FBGs can be fabricated by many methods; in the present work, the phase mask method is used to fabricate fiber Bragg grating sensors.25 A UV beam (KrF excimer laser) at 248 nm wavelength passes through the phase mask (pitch = 1064 nm) over a length of 3 mm to form an interference pattern in the core of a photo sensitive optical fiber (Fibercore, SM1500 with a core diameter 4.2 μm and cladding diameter 80 μm) placed immediately behind the phase mask. This process results in the photo-imprinting of a refractive index modulation (Bragg grating) in the fiber core. To increase the interaction of the propagating optical field in the fiber core with the surrounding medium, we chemically etch the clad completely to fabricate core FBG using an aqueous solution of hydrofluoric acid (HF) at 40% concentration.26 The etching of the fiber can be monitored by the shift in Bragg wavelength as shown in Figure 1(a). The etching process is stopped when the

Bragg wavelength shifts by a pre-set amount (∼6 nm). This ensures that the thickness of the FBG has reached core level as shown in the Scanning Electron Microscope (SEM) image of the fiber taken after the wet-chemical etching (Figure 1(b)). The sensitivity of the core-FBG sensors depends strongly on the fiber diameter, and the etching process described above ensures uniformity between multiple sensors.

______________________________

**The request**:
Update the passage on fiber Bragg grating fabrication from "Bragg wavelength shifts" to "between multiple sensors." so that "Bragg wavelength" becomes "resonance wavelength". Rely only on the passage on fiber Bragg grating fabrication.

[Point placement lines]
______________________________

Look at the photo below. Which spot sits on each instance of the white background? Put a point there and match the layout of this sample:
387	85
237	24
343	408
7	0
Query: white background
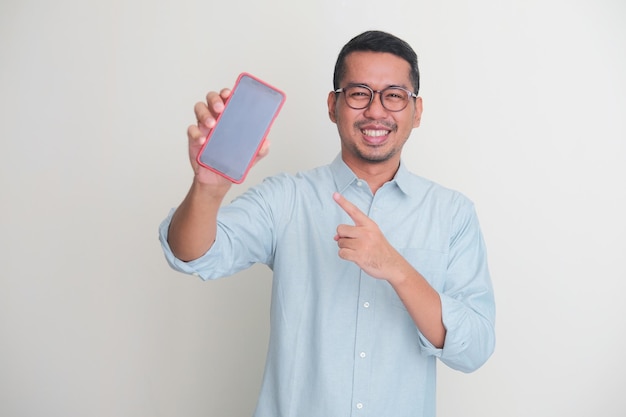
525	107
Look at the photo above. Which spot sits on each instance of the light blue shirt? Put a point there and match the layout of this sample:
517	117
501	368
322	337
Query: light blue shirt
342	342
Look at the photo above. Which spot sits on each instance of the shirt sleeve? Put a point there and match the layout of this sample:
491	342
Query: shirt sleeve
467	300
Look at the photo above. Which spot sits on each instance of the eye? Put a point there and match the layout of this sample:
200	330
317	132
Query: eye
395	94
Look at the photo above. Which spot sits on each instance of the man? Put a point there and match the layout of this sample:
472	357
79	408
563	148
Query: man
377	272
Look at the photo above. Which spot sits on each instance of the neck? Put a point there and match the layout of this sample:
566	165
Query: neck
375	174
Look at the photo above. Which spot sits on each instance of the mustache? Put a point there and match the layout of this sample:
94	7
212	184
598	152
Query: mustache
360	124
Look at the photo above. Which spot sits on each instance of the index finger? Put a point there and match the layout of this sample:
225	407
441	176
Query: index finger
207	113
353	211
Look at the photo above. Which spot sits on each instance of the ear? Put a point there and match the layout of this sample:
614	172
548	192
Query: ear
417	117
332	106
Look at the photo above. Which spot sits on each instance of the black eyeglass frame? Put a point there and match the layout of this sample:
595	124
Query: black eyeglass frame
373	94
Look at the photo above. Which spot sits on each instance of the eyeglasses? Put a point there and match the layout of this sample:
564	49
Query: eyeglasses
360	96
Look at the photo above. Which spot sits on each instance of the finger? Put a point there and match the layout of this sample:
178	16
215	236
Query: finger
353	211
207	113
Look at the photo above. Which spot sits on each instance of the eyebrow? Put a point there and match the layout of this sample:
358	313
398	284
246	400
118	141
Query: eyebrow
389	86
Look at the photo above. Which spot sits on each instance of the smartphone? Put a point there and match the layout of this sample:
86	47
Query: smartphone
236	138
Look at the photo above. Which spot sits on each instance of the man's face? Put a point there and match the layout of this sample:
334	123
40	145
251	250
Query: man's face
374	135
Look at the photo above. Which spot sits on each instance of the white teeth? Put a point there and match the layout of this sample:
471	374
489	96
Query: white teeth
375	133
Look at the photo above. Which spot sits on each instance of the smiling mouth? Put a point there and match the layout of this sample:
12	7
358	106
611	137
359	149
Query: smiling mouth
375	133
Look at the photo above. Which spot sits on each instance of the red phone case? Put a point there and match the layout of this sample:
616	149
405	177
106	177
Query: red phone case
251	162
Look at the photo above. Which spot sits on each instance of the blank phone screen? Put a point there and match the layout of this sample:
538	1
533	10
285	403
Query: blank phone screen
236	138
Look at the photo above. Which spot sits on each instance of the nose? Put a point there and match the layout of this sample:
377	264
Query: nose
376	108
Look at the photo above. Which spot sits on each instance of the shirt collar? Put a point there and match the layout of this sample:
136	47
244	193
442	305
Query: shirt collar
344	176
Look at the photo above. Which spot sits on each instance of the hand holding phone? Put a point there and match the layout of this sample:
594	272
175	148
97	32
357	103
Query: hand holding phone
233	143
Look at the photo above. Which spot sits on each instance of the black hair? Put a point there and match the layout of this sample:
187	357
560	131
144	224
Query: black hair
377	41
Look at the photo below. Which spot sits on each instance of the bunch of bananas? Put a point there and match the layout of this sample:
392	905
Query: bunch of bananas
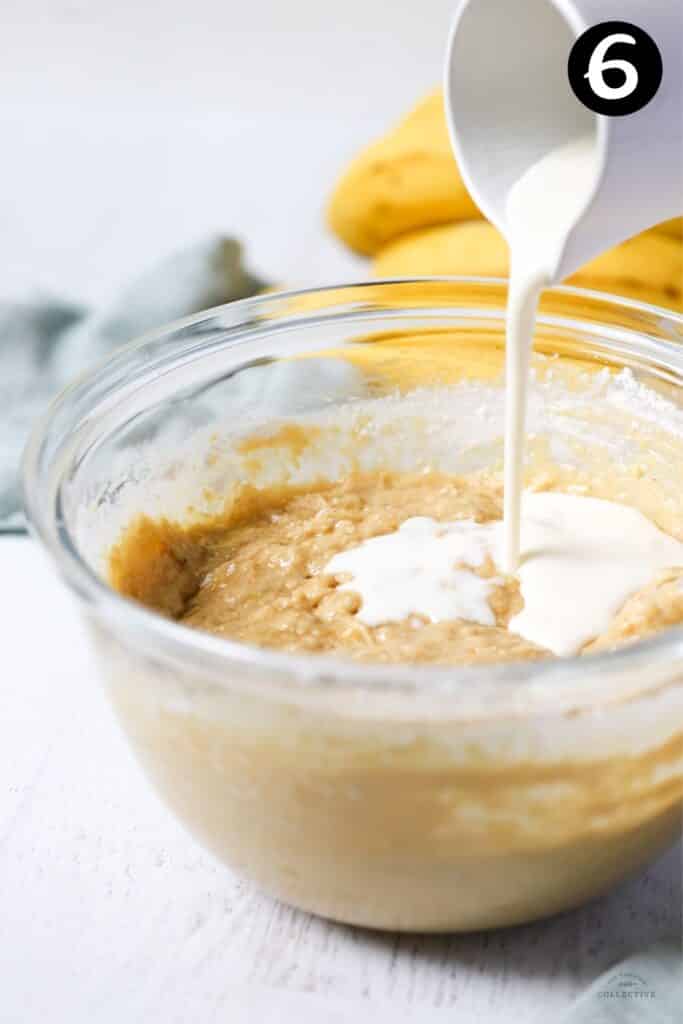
403	203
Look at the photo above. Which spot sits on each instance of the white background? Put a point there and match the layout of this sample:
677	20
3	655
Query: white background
129	129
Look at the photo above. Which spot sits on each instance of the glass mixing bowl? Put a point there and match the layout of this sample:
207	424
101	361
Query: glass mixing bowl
403	797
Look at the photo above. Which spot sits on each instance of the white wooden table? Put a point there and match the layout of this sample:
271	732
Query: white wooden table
109	912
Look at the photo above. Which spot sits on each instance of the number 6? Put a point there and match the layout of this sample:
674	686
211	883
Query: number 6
598	66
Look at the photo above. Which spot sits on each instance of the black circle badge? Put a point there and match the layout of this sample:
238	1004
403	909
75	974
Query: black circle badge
614	68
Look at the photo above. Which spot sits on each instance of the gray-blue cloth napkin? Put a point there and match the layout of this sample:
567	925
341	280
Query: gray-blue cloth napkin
45	342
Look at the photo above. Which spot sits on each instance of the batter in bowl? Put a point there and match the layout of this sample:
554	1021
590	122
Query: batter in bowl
272	572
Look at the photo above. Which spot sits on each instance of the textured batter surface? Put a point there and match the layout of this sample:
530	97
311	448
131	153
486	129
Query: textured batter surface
258	576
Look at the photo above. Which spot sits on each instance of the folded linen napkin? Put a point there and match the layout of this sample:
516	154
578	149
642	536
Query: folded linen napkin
45	342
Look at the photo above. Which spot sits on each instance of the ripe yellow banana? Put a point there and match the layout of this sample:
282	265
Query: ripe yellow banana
648	267
407	180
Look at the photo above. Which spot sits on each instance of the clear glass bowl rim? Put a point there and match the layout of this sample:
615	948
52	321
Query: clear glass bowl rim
202	651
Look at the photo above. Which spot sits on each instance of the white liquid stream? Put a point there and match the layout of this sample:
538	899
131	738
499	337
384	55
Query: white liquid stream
578	559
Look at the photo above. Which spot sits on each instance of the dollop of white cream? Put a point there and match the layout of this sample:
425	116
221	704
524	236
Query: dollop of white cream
418	570
581	559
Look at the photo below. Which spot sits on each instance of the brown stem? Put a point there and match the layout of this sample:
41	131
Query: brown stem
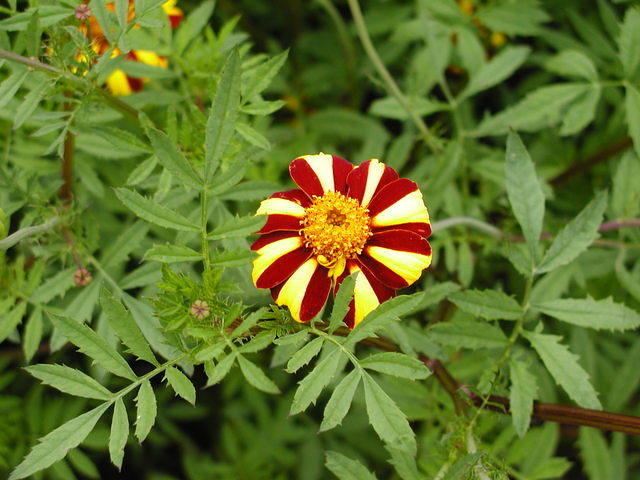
590	162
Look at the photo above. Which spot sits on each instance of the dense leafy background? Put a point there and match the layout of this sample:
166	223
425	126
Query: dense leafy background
534	291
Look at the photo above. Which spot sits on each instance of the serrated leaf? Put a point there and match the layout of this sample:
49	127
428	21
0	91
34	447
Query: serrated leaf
311	386
565	369
397	364
252	136
172	254
346	469
32	334
340	401
237	227
122	322
153	212
9	321
497	69
173	160
523	190
587	312
489	304
70	381
55	445
468	334
576	236
221	369
342	302
146	410
387	419
256	377
181	384
94	346
523	392
632	106
305	355
223	114
382	316
119	433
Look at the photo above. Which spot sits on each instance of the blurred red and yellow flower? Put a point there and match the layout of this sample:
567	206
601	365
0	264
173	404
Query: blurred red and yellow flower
118	82
343	219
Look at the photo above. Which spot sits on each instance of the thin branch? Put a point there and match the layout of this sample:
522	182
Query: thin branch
592	161
391	84
23	233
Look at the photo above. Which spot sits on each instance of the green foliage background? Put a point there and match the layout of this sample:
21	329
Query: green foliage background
520	121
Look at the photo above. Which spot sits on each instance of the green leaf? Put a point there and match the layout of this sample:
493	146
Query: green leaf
221	369
489	304
256	80
69	380
10	86
232	258
632	105
587	312
572	64
397	364
32	334
172	159
629	43
340	401
146	410
576	236
387	419
305	355
222	118
383	316
55	445
595	453
311	386
153	212
172	254
346	469
565	369
252	136
121	321
523	190
9	321
181	384
497	69
468	334
523	392
94	346
237	227
119	433
256	377
341	303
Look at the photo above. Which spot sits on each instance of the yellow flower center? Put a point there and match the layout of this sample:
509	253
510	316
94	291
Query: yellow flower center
336	228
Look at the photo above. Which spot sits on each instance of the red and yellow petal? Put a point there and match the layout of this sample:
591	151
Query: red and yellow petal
396	257
400	205
368	293
367	179
280	254
305	292
283	221
317	174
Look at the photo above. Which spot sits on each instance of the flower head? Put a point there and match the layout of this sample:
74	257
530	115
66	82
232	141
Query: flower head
342	220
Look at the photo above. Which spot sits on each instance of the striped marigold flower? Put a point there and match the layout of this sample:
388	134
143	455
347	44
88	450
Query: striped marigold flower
343	219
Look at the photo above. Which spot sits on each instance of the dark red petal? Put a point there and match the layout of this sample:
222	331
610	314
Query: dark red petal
279	222
390	194
268	238
316	294
357	180
283	268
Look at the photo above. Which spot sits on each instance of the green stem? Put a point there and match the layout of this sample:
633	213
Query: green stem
391	84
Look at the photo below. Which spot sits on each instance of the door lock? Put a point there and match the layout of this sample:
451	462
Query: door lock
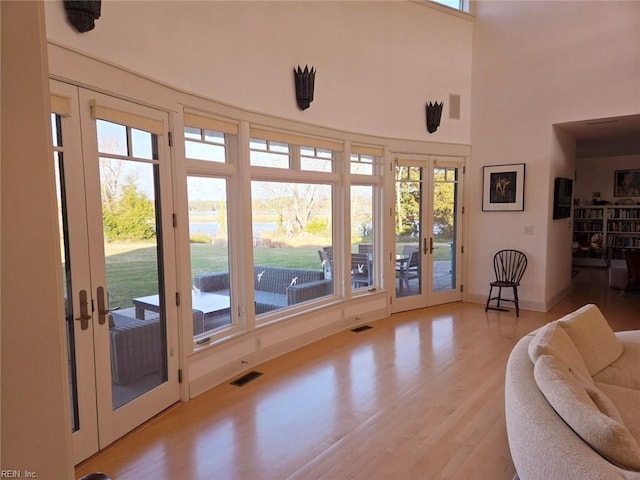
84	310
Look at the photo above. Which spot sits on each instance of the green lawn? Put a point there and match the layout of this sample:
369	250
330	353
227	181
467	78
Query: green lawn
132	269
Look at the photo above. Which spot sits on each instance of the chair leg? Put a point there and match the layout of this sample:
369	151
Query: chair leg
486	309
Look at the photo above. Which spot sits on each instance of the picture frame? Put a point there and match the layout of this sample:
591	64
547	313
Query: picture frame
626	183
503	188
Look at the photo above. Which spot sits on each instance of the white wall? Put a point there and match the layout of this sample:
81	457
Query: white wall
377	63
36	433
596	175
535	64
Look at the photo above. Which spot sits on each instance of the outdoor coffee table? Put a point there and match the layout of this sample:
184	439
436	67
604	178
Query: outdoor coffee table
207	303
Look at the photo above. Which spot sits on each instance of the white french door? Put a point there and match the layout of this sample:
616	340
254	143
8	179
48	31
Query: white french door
428	230
114	209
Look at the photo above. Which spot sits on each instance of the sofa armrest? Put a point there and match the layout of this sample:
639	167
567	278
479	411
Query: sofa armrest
309	291
212	282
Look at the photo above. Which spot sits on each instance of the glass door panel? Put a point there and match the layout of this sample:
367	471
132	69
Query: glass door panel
113	179
74	252
408	219
444	242
132	240
130	225
427	231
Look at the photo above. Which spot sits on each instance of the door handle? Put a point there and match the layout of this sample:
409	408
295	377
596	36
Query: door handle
103	311
84	310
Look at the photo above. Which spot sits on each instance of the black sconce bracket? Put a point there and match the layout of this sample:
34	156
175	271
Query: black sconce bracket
82	14
305	80
434	112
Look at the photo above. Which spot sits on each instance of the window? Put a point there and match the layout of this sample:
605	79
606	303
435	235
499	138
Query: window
209	148
292	223
207	138
292	218
209	249
265	153
316	159
365	168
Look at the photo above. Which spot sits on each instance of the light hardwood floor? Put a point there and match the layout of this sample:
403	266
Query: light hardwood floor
419	396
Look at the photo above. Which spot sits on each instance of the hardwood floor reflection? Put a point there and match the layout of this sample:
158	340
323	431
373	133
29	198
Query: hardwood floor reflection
419	396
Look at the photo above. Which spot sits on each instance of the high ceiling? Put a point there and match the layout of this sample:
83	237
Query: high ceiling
605	136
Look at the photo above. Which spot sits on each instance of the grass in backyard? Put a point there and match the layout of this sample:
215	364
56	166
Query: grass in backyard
132	268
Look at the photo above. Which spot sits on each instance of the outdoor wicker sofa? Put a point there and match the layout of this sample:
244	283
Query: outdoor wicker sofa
275	287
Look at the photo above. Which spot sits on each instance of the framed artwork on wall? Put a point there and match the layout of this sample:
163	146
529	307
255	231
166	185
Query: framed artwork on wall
503	188
626	183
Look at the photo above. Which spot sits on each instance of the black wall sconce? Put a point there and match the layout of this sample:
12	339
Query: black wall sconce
305	80
82	14
434	112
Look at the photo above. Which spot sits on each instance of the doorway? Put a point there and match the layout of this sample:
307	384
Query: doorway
116	236
428	209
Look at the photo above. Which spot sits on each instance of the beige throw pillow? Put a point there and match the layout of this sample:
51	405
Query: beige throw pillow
606	435
593	337
553	340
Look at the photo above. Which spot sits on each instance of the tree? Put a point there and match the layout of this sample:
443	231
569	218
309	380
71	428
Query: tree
131	216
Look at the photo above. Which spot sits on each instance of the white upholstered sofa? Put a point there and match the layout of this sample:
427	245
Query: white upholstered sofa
572	400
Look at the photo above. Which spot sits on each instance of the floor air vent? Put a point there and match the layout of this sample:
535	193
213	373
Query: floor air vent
361	329
246	378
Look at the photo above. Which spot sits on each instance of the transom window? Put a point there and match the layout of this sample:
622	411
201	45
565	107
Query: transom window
316	159
207	138
201	144
266	153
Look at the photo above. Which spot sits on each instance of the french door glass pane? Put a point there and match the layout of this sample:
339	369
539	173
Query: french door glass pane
445	186
408	230
362	247
133	260
209	246
68	292
292	230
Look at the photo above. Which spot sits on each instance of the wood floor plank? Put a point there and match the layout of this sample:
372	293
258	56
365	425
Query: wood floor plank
419	396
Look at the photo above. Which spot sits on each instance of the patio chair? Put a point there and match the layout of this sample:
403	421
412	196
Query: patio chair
360	270
509	266
408	271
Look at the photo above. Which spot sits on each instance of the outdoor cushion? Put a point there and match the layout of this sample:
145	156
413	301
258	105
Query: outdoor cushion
593	337
605	434
553	340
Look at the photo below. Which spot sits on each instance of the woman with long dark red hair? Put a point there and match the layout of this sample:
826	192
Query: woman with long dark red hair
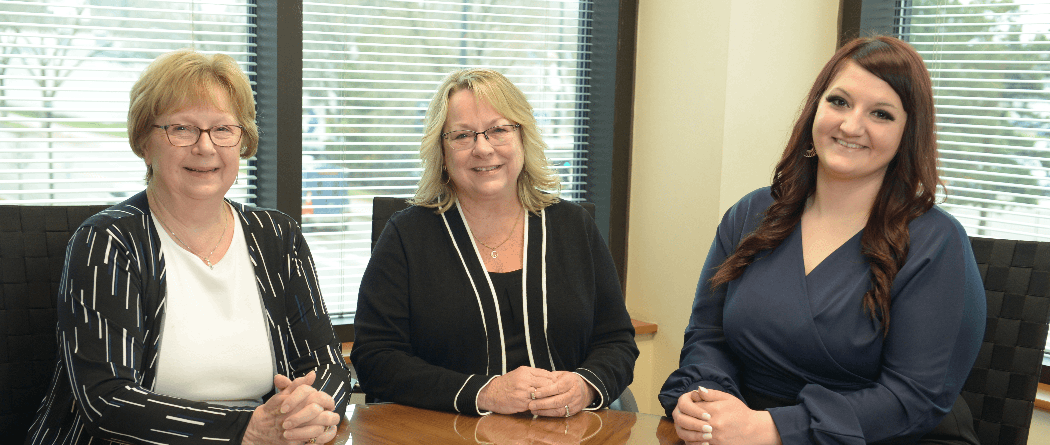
839	304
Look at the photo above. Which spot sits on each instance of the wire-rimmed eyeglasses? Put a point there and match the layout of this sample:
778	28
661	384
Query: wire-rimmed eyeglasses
463	140
185	135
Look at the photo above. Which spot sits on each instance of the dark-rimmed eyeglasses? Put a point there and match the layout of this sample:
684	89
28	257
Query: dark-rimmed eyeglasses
185	135
464	140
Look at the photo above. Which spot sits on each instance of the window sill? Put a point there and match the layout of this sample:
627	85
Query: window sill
641	327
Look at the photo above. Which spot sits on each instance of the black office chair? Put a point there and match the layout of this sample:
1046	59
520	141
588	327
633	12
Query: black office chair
383	207
1001	388
33	242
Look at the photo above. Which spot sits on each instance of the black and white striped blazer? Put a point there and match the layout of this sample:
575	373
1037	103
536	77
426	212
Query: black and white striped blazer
110	309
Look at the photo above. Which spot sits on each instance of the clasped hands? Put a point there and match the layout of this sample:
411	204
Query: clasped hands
540	391
709	417
298	414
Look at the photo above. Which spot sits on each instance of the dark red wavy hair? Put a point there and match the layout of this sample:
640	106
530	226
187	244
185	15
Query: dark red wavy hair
908	189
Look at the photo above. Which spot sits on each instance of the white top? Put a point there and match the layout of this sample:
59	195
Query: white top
214	344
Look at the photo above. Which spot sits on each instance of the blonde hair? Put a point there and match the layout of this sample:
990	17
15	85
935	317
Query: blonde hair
538	184
186	77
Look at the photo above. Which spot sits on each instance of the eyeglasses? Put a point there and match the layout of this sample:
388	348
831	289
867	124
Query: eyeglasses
185	135
463	140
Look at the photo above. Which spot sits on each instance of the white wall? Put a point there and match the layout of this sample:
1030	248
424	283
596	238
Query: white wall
717	86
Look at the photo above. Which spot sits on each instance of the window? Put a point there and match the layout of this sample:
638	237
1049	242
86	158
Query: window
990	66
370	68
65	71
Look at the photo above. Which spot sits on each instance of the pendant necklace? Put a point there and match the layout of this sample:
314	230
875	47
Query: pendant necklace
206	259
494	254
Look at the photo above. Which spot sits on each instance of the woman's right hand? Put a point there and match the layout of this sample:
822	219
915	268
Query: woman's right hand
690	419
512	391
296	415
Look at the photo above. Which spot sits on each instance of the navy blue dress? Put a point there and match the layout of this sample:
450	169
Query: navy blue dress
777	332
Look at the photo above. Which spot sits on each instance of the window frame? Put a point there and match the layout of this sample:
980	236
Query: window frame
862	18
279	89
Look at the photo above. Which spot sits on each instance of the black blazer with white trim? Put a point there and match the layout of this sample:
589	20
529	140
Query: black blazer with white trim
427	330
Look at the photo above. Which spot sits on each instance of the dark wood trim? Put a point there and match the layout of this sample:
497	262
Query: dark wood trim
279	103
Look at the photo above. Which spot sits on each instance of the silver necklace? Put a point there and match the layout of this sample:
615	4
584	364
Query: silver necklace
206	259
494	254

______________________________

**Final result**:
resonance wavelength shifts by a pre-set amount (∼6 nm). This ensures that the thickness of the FBG has reached core level as shown in the Scanning Electron Microscope (SEM) image of the fiber taken after the wet-chemical etching (Figure 1(b)). The sensitivity of the core-FBG sensors depends strongly on the fiber diameter, and the etching process described above ensures uniformity between multiple sensors.